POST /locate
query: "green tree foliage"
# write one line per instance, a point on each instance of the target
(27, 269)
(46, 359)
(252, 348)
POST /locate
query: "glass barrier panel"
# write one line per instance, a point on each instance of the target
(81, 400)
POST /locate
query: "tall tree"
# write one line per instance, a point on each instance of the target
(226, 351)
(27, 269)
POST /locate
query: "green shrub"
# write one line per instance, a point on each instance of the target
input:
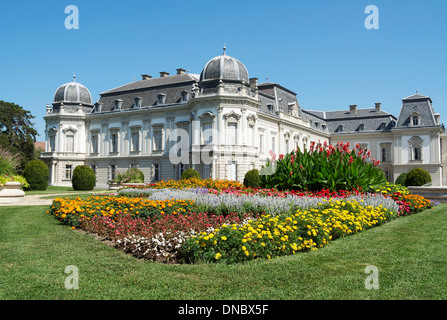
(401, 179)
(251, 179)
(8, 162)
(133, 175)
(83, 178)
(417, 177)
(36, 174)
(322, 167)
(190, 173)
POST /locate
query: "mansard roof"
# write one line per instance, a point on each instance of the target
(416, 105)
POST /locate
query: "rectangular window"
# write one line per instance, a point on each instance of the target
(417, 153)
(112, 171)
(232, 134)
(68, 171)
(251, 130)
(206, 171)
(135, 141)
(261, 143)
(158, 140)
(207, 133)
(95, 140)
(52, 143)
(156, 172)
(70, 144)
(114, 142)
(385, 155)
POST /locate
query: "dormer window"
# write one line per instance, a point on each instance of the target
(161, 98)
(415, 119)
(184, 96)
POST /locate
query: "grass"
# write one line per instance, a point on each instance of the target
(410, 253)
(57, 190)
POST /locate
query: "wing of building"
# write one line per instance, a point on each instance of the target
(222, 123)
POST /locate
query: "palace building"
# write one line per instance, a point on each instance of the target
(222, 123)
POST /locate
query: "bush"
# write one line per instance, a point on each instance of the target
(322, 167)
(36, 174)
(251, 179)
(83, 178)
(401, 179)
(417, 177)
(8, 162)
(133, 175)
(190, 173)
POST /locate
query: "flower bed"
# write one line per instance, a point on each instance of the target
(274, 236)
(191, 225)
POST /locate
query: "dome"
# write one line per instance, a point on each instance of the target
(224, 68)
(73, 92)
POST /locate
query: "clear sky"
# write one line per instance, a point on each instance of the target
(320, 49)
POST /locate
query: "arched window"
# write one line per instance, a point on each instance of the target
(415, 119)
(415, 149)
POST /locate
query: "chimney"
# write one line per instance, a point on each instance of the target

━━━━━━

## Objective
Leave out the pictures and output every record above precisely as given.

## Solved problem
POST /locate
query: "green tree foliage"
# write one line per instance, a point on each instance of the target
(27, 269)
(46, 359)
(252, 348)
POST /locate
query: "glass barrier panel"
# write one line per instance, a point on each instance of the target
(81, 400)
POST /locate
query: "tall tree"
# write one line per instance, a point on each instance of the target
(226, 351)
(27, 269)
POST /locate
query: "green shrub"
# write one line per instance, a point on each instance of the target
input:
(401, 179)
(251, 179)
(8, 162)
(133, 175)
(83, 178)
(417, 177)
(36, 174)
(322, 167)
(190, 173)
POST /locate
query: "mansard roof"
# write one line per instance, a point on each instance of the target
(416, 105)
POST /locate
query: "rectangular window"
# write one line per instance, a point on each instance of the target
(417, 153)
(112, 171)
(232, 134)
(68, 171)
(251, 130)
(206, 171)
(135, 141)
(261, 143)
(158, 140)
(207, 133)
(95, 140)
(52, 143)
(156, 172)
(70, 144)
(114, 142)
(385, 155)
POST /locate
query: "dormer window"
# write one line per instance, a point on each instance of the target
(161, 98)
(415, 119)
(184, 96)
POST /locate
query: "grass"
# write one line per instance, a point on each instance of the target
(410, 253)
(57, 190)
POST /locate
query: "wing of building"
# write one line per instance, a point on each instance of the target
(222, 123)
POST /locate
query: "palace building"
# write one line per instance, a point on each instance of the target
(222, 123)
POST /locate
query: "bush"
# write one line per instance, a point on each instance of the target
(322, 167)
(36, 174)
(251, 179)
(83, 178)
(401, 179)
(417, 177)
(8, 162)
(133, 175)
(190, 173)
POST /locate
query: "flower bed"
# write one line per instance, a point on each instance of the target
(274, 236)
(191, 225)
POST /locate
query: "dome"
# write one line per instance, a point on each instance of the target
(224, 68)
(73, 92)
POST /locate
query: "clear sky"
# write one line per instance, a point on each instance of the target
(320, 49)
POST /locate
query: "arched window"
# write one line per instance, a point on each instance of the target
(415, 119)
(415, 149)
POST /locate
query: "chimney"
# write one line per instance, a point on each instance of the target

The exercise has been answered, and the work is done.